§ SUPPLIED INFORMATION:
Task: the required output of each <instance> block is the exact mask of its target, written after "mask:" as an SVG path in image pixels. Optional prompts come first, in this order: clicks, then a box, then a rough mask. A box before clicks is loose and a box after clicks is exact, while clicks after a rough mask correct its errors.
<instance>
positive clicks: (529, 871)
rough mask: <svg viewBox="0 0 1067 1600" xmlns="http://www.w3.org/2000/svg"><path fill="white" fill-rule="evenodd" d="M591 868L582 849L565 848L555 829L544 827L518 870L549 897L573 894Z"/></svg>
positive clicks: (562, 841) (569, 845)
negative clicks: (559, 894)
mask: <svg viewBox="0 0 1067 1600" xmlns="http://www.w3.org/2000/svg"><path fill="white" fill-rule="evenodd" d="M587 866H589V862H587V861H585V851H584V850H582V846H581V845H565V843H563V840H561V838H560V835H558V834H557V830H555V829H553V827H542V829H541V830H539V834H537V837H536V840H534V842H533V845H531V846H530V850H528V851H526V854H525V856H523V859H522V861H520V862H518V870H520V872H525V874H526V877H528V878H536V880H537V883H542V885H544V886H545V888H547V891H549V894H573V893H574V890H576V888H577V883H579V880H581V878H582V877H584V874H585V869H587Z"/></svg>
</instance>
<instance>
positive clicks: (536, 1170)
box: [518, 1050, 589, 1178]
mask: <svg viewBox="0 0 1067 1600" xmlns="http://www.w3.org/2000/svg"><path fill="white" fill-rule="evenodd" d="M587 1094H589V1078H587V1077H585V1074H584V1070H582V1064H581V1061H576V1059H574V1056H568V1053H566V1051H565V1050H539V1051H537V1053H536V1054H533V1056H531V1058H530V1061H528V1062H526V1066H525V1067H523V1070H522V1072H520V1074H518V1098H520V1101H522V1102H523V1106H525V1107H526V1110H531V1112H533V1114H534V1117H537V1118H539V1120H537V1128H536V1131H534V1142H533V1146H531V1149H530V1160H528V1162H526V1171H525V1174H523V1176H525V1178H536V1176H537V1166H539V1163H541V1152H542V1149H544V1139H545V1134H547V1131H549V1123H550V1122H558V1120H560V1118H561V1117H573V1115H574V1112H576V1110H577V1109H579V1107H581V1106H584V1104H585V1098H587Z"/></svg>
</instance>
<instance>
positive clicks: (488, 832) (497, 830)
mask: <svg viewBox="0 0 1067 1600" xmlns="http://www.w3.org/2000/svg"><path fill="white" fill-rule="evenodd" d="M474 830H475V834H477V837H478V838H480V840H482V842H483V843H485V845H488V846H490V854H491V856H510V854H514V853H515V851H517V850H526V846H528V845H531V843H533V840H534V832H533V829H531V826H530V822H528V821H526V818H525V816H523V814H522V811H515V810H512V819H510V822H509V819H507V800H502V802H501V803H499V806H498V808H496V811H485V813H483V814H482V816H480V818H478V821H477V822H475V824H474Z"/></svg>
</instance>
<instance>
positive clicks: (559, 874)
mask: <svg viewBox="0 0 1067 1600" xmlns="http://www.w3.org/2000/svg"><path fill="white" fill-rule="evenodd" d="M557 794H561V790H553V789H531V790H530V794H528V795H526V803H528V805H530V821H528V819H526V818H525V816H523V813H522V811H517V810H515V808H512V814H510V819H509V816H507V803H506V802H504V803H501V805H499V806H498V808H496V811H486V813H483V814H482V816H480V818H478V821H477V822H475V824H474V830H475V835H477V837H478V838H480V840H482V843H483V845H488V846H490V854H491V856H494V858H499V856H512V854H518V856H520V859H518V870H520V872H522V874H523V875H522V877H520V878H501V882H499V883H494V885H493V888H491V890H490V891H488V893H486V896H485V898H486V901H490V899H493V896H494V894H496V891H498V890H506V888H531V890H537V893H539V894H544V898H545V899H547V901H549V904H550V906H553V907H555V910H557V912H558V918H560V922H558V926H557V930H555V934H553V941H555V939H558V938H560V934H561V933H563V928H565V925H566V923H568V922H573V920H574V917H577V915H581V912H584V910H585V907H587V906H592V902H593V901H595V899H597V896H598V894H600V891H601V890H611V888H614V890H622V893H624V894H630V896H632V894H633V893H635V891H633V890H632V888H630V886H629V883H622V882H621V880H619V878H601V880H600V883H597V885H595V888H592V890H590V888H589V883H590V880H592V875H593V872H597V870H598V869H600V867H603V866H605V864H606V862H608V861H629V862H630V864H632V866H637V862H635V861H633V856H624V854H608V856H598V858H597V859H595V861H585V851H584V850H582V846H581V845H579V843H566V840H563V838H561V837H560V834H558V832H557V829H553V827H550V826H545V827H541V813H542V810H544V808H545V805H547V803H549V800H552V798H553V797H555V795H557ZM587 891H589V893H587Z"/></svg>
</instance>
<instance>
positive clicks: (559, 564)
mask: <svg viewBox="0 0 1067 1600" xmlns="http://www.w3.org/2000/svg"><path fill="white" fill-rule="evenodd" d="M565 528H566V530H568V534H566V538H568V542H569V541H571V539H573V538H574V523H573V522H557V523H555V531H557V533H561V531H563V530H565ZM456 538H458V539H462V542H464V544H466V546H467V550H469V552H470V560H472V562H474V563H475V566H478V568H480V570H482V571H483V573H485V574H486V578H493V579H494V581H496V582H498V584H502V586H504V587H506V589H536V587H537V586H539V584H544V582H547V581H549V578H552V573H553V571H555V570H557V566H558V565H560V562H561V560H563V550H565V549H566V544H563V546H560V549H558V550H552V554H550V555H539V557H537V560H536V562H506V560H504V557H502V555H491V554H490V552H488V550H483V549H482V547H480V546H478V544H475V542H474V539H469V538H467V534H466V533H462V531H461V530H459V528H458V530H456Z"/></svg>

§ EXERCISE INSTRUCTIONS: Give back every entry exactly.

§ EXERCISE ANSWER:
Task: the required output of each <instance> block is the exact mask of its target, written after "mask:" as an SVG path in image pixels. Optional prompts come first, in this order: clicks, then a box, then a rough mask. A box before clicks is loose and a box after clicks is exact, while clicks after a rough mask correct its errors.
<instance>
positive clicks: (529, 871)
rough mask: <svg viewBox="0 0 1067 1600" xmlns="http://www.w3.org/2000/svg"><path fill="white" fill-rule="evenodd" d="M591 868L582 849L565 848L555 829L544 827L518 870L549 897L573 894Z"/></svg>
positive clicks: (562, 841) (569, 845)
negative clicks: (559, 894)
mask: <svg viewBox="0 0 1067 1600" xmlns="http://www.w3.org/2000/svg"><path fill="white" fill-rule="evenodd" d="M587 866H589V862H587V861H585V851H584V850H582V846H581V845H565V843H563V840H561V838H560V835H558V834H557V830H555V829H553V827H542V829H541V830H539V834H537V837H536V840H534V842H533V845H531V846H530V850H528V851H526V854H525V856H523V859H522V861H520V862H518V870H520V872H525V874H526V877H528V878H536V880H537V883H542V885H544V886H545V888H547V891H549V894H573V893H574V890H576V888H577V883H579V880H581V878H582V877H584V874H585V869H587Z"/></svg>
</instance>
<instance>
positive clicks: (536, 1170)
box: [518, 1050, 589, 1178]
mask: <svg viewBox="0 0 1067 1600" xmlns="http://www.w3.org/2000/svg"><path fill="white" fill-rule="evenodd" d="M587 1094H589V1078H587V1077H585V1074H584V1070H582V1064H581V1061H576V1059H574V1056H568V1053H566V1051H565V1050H539V1051H537V1053H536V1054H533V1056H531V1058H530V1061H528V1062H526V1066H525V1067H523V1070H522V1072H520V1074H518V1098H520V1101H522V1102H523V1106H525V1107H526V1110H531V1112H533V1114H534V1117H537V1118H539V1120H537V1128H536V1131H534V1142H533V1146H531V1149H530V1160H528V1162H526V1171H525V1174H523V1176H525V1178H536V1176H537V1166H539V1163H541V1152H542V1149H544V1139H545V1134H547V1131H549V1123H550V1122H558V1120H560V1118H561V1117H573V1115H574V1112H576V1110H577V1109H579V1107H581V1106H584V1104H585V1098H587Z"/></svg>
</instance>
<instance>
positive clicks: (488, 832) (497, 830)
mask: <svg viewBox="0 0 1067 1600" xmlns="http://www.w3.org/2000/svg"><path fill="white" fill-rule="evenodd" d="M474 830H475V834H477V837H478V838H480V840H482V842H483V843H485V845H488V846H490V854H491V856H510V854H514V853H515V851H517V850H526V846H528V845H531V843H533V840H534V832H533V829H531V826H530V822H528V821H526V818H525V816H523V814H522V811H515V810H512V819H510V822H509V819H507V800H502V802H501V803H499V806H498V808H496V811H485V813H483V814H482V816H480V818H478V821H477V822H475V824H474Z"/></svg>
</instance>
<instance>
positive clicks: (559, 874)
mask: <svg viewBox="0 0 1067 1600" xmlns="http://www.w3.org/2000/svg"><path fill="white" fill-rule="evenodd" d="M557 794H561V790H553V789H531V790H530V794H528V795H526V803H528V805H530V821H528V819H526V818H525V816H523V813H522V811H517V810H515V808H512V814H510V819H509V816H507V803H506V802H504V803H501V805H499V806H498V808H496V811H486V813H483V814H482V816H480V818H478V821H477V822H475V824H474V830H475V835H477V837H478V838H480V840H482V843H483V845H488V846H490V854H491V856H494V858H499V856H512V854H518V856H520V859H518V870H520V872H522V874H523V875H522V877H520V878H501V882H499V883H494V885H493V888H491V890H490V891H488V893H486V896H485V898H486V901H490V899H493V896H494V894H496V891H498V890H506V888H531V890H537V893H539V894H544V898H545V899H547V901H549V904H550V906H553V907H555V910H557V912H558V918H560V922H558V926H557V930H555V934H553V941H555V939H558V938H560V934H561V933H563V928H565V925H566V923H568V922H573V920H574V917H577V915H581V912H584V910H585V907H587V906H592V902H593V901H595V899H597V896H598V894H600V891H601V890H611V888H614V890H622V893H624V894H630V896H632V894H633V893H635V891H633V890H632V888H630V886H629V883H622V882H621V880H619V878H601V880H600V883H597V885H595V888H592V890H590V888H589V883H590V880H592V875H593V872H597V870H598V869H600V867H603V866H605V864H606V862H608V861H629V862H630V864H632V866H637V862H635V861H633V856H624V854H608V856H598V858H597V859H595V861H585V851H584V850H582V846H581V845H579V843H566V840H563V838H561V837H560V834H558V832H557V829H553V827H550V826H545V827H541V813H542V810H544V808H545V805H547V803H549V800H552V798H553V797H555V795H557ZM587 891H589V893H587Z"/></svg>
</instance>
<instance>
positive clicks: (559, 564)
mask: <svg viewBox="0 0 1067 1600" xmlns="http://www.w3.org/2000/svg"><path fill="white" fill-rule="evenodd" d="M565 528H566V530H568V534H566V538H568V542H569V541H571V539H573V538H574V523H573V522H557V523H555V531H557V533H561V531H563V530H565ZM456 538H458V539H462V542H464V544H466V546H467V550H469V552H470V560H472V562H474V563H475V566H478V568H480V570H482V571H483V573H485V574H486V578H493V579H494V581H496V582H498V584H502V586H504V587H506V589H536V587H537V586H539V584H544V582H547V581H549V578H552V573H553V571H555V570H557V566H558V565H560V562H561V560H563V550H565V549H566V544H563V546H560V549H558V550H552V554H550V555H539V557H537V560H536V562H506V560H504V557H502V555H491V554H490V552H488V550H483V549H482V547H480V546H478V544H475V542H474V539H469V538H467V534H466V533H462V531H461V530H459V528H458V530H456Z"/></svg>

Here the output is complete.